- _DESCRIPTION OF THE TASK_: Reproduce the entries below, from the very first line through the line with "left=327, top=82, right=422, bottom=189", and omit the pictures. Offset every bounding-box coordinate in the answers by +52, leaving the requests and their sample formats unchanged.

- _MATERIAL SHOWN_:
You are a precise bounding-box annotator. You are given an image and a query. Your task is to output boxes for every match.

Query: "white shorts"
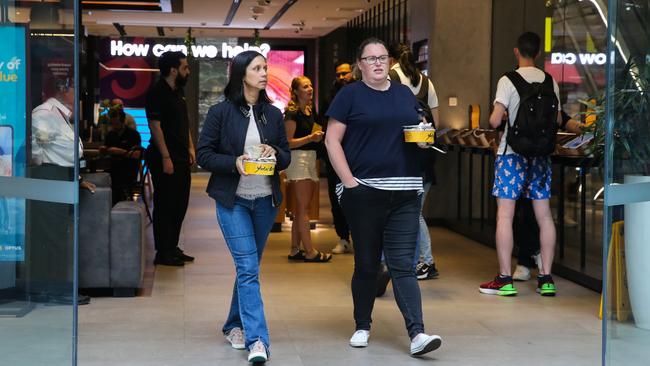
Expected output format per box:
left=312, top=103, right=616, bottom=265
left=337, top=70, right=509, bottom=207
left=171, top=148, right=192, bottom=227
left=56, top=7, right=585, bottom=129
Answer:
left=284, top=150, right=318, bottom=182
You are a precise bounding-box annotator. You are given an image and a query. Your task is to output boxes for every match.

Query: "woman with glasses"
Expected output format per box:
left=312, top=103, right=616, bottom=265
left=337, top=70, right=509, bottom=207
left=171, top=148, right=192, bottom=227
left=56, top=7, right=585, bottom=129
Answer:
left=325, top=38, right=442, bottom=356
left=197, top=51, right=291, bottom=362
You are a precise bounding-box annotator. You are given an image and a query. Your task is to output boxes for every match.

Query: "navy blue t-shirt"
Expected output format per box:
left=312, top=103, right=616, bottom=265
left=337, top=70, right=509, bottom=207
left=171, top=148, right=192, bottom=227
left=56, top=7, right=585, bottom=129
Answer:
left=327, top=82, right=422, bottom=189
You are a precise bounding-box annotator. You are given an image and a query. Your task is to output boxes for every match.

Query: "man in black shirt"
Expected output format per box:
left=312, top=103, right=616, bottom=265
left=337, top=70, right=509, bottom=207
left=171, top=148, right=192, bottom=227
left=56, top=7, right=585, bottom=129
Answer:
left=146, top=51, right=196, bottom=266
left=100, top=107, right=142, bottom=204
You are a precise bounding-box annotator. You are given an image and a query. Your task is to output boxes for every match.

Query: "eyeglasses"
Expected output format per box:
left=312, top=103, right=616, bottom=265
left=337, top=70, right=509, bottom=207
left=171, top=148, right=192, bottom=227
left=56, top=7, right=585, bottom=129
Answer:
left=361, top=55, right=388, bottom=65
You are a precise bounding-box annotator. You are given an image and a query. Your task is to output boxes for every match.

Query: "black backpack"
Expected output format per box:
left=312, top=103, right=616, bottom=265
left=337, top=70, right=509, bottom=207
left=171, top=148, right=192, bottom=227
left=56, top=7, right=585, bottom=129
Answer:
left=505, top=71, right=558, bottom=157
left=388, top=70, right=433, bottom=124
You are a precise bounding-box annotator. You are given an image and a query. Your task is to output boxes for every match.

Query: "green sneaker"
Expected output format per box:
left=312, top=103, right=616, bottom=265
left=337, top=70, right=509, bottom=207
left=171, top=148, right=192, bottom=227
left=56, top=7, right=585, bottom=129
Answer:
left=478, top=275, right=517, bottom=296
left=537, top=275, right=556, bottom=296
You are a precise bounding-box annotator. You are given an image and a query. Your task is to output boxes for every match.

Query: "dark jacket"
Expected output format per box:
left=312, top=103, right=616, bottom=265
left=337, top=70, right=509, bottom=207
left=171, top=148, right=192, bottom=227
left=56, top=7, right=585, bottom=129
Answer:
left=196, top=100, right=291, bottom=208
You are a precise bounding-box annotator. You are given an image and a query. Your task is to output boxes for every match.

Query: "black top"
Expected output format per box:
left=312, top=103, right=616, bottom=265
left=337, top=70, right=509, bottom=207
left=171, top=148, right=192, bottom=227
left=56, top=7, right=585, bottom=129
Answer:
left=106, top=127, right=141, bottom=183
left=145, top=79, right=190, bottom=164
left=196, top=99, right=291, bottom=208
left=327, top=82, right=422, bottom=182
left=284, top=109, right=318, bottom=150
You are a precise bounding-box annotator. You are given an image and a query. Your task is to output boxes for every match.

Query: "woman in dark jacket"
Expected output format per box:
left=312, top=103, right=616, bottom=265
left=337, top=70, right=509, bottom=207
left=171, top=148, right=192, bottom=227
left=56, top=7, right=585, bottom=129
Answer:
left=197, top=51, right=291, bottom=362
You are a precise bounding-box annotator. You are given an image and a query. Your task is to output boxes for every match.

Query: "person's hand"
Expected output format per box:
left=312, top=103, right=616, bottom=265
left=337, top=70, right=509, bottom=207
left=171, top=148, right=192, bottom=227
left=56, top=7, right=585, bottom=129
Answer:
left=163, top=156, right=174, bottom=175
left=309, top=131, right=325, bottom=142
left=79, top=181, right=97, bottom=194
left=260, top=144, right=276, bottom=158
left=343, top=178, right=359, bottom=189
left=235, top=154, right=249, bottom=175
left=190, top=148, right=196, bottom=165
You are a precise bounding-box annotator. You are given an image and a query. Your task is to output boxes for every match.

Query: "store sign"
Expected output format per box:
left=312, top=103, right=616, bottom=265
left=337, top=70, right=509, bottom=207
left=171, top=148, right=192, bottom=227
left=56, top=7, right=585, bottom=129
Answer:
left=111, top=40, right=271, bottom=58
left=551, top=52, right=607, bottom=65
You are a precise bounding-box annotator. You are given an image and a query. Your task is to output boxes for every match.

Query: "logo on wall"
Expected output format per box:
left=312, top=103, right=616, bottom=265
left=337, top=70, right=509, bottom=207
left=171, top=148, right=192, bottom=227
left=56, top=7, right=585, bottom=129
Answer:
left=111, top=40, right=271, bottom=59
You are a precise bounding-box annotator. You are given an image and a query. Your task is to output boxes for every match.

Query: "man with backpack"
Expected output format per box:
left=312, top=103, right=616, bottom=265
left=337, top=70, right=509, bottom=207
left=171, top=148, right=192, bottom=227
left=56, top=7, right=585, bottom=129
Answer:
left=388, top=43, right=440, bottom=280
left=479, top=32, right=562, bottom=296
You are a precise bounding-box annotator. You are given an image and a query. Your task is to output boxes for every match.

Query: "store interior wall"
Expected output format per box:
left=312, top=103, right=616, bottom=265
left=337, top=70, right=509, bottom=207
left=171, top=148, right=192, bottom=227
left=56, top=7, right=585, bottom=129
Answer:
left=408, top=0, right=431, bottom=52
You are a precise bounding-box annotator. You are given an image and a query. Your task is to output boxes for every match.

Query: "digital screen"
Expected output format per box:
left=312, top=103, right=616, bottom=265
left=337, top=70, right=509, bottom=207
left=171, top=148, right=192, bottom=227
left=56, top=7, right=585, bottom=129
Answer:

- _EXERCISE SOLUTION_:
You are a precise bounding-box annotator. You are given an image and a query. Your task is to output boxes for every match.

Query: "white shorts"
Expected output format per box:
left=312, top=103, right=616, bottom=265
left=337, top=70, right=509, bottom=207
left=171, top=148, right=192, bottom=227
left=56, top=7, right=585, bottom=129
Answer:
left=336, top=202, right=370, bottom=234
You are a precise bounding-box annotator. You are given an image and a query. Your task is to output boxes for every match.

Query: "woman with glasses"
Expected output format per box:
left=312, top=103, right=616, bottom=265
left=337, top=70, right=509, bottom=207
left=171, top=148, right=192, bottom=227
left=56, top=7, right=585, bottom=129
Answer:
left=377, top=90, right=494, bottom=408
left=249, top=103, right=343, bottom=414
You are a precise bounding-box annotator. You are given an image and a query. Your task is to output boxes for every match.

Query: "navy blue t-shirt"
Expected output format per box:
left=312, top=103, right=616, bottom=265
left=337, top=70, right=509, bottom=207
left=171, top=148, right=192, bottom=227
left=56, top=7, right=585, bottom=129
Answer:
left=379, top=134, right=474, bottom=241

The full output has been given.